Data supplied ::
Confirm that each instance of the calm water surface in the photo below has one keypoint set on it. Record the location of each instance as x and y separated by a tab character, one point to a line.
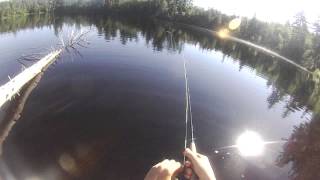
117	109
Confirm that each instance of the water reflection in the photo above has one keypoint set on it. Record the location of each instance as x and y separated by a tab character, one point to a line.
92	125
==
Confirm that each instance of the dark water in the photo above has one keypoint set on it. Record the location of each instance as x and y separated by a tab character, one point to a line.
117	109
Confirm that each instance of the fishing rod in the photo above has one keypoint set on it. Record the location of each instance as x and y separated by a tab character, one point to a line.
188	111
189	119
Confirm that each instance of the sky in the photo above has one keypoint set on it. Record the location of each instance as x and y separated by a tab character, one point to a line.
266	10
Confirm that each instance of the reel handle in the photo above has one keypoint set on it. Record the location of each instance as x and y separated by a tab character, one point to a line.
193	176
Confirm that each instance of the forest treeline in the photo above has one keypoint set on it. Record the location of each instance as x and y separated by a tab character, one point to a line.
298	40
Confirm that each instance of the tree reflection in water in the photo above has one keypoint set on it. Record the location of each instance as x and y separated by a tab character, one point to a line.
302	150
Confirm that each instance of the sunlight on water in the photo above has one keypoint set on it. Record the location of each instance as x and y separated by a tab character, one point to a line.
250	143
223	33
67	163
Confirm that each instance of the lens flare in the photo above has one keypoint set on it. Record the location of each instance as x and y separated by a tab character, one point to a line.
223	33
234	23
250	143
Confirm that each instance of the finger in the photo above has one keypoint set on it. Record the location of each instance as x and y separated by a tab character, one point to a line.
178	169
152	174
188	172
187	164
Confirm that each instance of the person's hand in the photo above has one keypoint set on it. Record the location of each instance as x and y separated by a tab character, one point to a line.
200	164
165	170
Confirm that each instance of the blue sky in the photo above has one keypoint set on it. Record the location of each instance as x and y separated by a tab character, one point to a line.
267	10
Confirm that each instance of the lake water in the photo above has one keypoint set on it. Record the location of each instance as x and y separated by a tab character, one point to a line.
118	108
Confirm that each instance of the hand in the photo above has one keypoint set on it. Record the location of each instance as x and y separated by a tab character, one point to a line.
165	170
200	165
...
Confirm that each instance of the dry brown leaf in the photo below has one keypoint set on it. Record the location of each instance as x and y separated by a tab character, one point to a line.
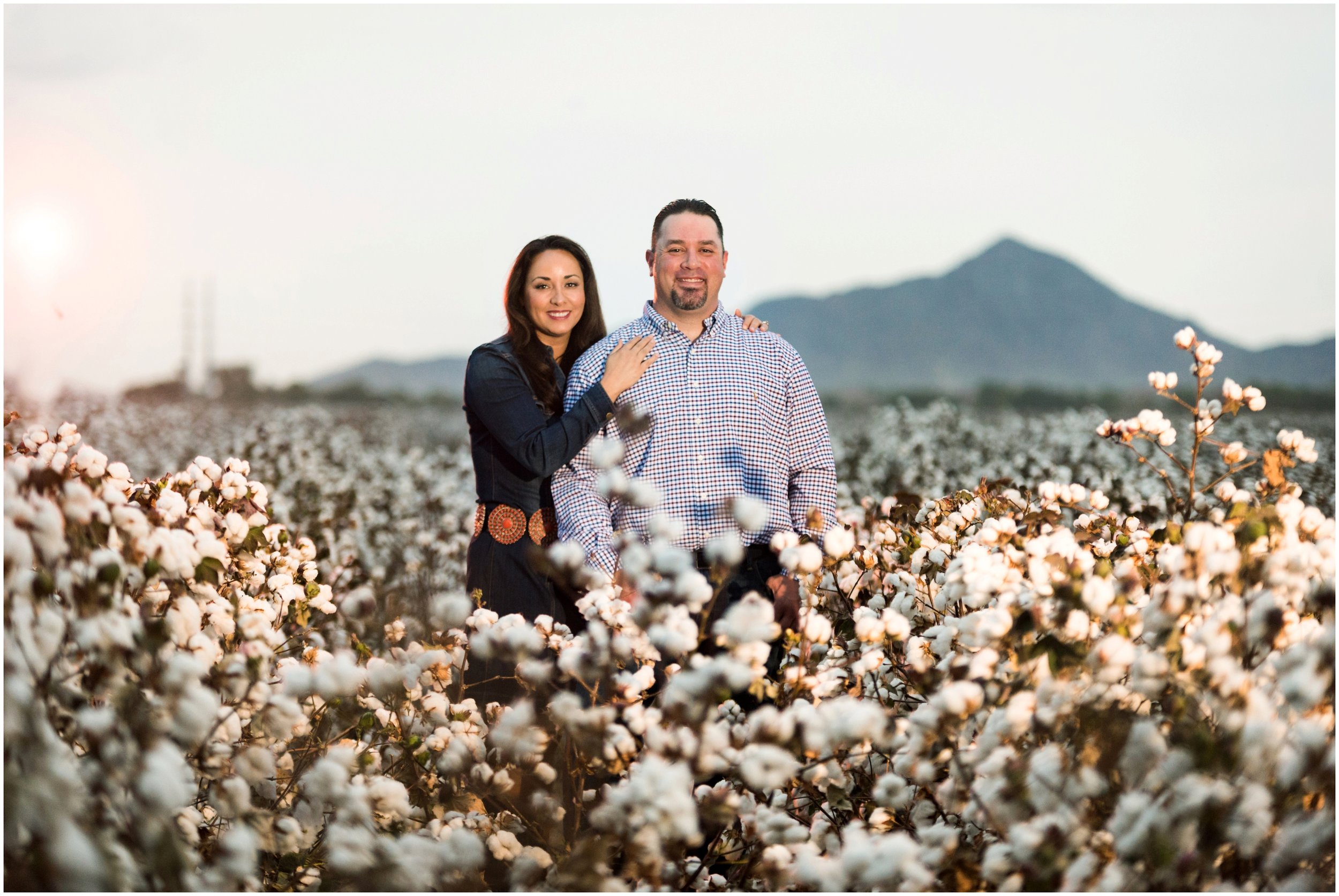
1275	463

What to work on :: Locate every line above that contains the word "water", and copy each of those lines.

Reply ::
Confirm that each instance of the calm water surface in the photo below has one keypoint set on it. Record the location of each instance as x and y separated by a tab character, one point to a line.
Confirm that each instance of the water reflection in the photo above has one keypoint set on it. Record the location of each instance as x and y separated by a tab character, one point to a line.
Confirm that each instance of the dark water in the photo above has one keypoint set on it. Record the location of each instance as x and y separated by a tab character, one point to a line.
Confirm that each instance of the tree reflection in water in the photo above has one keypoint set on it. Record the location of each instance as x and y separated by a tab character, one point to a line.
Confirm that each instance of the sunlight on water in the photo above has one keypoint set on it. Record the location of each instance as x and y separated by a tab character, one point to a line.
Confirm that each instance of the lake water in the photo above has one keypoint set on it. Record the location of each instance as x and y separated by a tab character, one point to a line.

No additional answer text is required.